Content starts
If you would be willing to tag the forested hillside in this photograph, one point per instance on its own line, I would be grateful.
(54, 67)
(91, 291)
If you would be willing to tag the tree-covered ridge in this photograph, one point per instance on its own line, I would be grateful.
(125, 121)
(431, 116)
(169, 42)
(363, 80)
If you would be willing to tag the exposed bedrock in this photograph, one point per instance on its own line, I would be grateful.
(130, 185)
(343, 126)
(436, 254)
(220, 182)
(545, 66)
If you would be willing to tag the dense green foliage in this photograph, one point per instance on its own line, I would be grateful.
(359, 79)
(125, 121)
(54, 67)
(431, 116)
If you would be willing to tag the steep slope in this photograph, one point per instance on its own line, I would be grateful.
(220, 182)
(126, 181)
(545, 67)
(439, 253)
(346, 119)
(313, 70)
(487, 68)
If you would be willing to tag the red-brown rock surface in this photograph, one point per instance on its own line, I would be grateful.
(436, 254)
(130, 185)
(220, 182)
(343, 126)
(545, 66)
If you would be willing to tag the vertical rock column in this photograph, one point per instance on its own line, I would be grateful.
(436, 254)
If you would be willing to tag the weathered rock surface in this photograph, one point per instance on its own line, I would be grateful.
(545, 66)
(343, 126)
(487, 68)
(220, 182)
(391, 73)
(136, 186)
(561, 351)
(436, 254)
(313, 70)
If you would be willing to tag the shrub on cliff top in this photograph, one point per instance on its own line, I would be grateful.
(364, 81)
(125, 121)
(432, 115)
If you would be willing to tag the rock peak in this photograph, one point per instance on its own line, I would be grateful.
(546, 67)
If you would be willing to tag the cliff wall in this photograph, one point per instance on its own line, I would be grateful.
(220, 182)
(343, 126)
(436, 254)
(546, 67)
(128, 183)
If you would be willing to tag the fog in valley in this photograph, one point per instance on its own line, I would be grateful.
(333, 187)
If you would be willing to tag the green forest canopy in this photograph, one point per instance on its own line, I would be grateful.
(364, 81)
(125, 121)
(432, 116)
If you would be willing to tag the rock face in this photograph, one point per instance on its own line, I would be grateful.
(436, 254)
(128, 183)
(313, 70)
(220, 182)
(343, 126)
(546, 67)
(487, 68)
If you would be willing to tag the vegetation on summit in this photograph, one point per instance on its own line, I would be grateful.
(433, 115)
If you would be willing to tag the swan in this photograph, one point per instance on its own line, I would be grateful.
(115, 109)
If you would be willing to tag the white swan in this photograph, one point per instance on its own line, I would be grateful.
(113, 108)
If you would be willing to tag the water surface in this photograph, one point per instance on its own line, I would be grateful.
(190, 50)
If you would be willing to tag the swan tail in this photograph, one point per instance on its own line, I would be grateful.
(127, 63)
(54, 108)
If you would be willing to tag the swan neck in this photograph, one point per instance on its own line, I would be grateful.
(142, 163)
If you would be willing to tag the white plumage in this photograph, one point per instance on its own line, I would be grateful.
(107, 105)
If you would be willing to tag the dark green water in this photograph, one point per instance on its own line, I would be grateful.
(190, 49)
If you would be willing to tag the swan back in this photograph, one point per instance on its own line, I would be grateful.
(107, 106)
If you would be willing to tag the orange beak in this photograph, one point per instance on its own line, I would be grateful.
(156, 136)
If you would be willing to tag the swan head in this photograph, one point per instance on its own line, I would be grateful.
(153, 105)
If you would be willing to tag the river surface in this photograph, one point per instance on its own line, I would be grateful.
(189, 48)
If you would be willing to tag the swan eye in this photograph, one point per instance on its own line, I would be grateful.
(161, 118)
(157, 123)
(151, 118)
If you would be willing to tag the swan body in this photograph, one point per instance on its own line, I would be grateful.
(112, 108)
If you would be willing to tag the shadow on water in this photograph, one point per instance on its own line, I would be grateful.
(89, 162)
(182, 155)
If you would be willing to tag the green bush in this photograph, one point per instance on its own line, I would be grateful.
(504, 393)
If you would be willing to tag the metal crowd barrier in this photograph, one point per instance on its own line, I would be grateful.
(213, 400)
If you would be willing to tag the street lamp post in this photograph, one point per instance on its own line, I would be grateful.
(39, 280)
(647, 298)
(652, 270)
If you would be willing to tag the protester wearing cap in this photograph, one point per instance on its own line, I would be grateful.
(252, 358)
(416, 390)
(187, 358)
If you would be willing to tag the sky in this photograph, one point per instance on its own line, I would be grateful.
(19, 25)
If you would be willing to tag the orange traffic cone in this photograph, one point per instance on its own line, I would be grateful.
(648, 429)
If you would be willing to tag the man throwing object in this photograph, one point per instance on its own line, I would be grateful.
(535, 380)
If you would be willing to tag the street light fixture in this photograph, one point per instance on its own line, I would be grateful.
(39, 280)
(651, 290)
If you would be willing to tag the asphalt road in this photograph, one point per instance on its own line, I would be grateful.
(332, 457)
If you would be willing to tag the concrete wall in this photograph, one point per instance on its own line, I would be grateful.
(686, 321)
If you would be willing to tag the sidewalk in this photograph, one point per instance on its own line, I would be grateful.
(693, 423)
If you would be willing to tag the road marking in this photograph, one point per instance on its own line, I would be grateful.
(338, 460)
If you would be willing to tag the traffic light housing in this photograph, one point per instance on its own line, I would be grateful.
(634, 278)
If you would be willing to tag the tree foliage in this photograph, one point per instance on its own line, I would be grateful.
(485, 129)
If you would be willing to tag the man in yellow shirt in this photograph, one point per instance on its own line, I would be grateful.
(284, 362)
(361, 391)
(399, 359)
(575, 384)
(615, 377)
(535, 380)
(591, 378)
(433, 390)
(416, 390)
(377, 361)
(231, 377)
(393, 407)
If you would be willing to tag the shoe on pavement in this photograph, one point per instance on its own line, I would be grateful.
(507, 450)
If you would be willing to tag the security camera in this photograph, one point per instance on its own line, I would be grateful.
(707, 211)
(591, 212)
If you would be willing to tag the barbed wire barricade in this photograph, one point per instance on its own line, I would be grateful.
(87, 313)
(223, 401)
Content ends
| TASK ITEM |
With the line containing "If you would be willing to tag the shoe" as the first and the final line of the records as the last, copy that span exactly and nothing more.

| ANSWER BELOW |
If you would be willing to tag the shoe on pavement in this photograph, one point per instance on its own line, I would be grateful.
(507, 450)
If you would be willing to tag the security camera in this photograph, one point per instance on its own line, I would be grateful.
(707, 211)
(591, 212)
If you would be willing to tag the barbed wire barricade in this photograph, one point per instance on its own line, I would be grateful.
(87, 313)
(223, 401)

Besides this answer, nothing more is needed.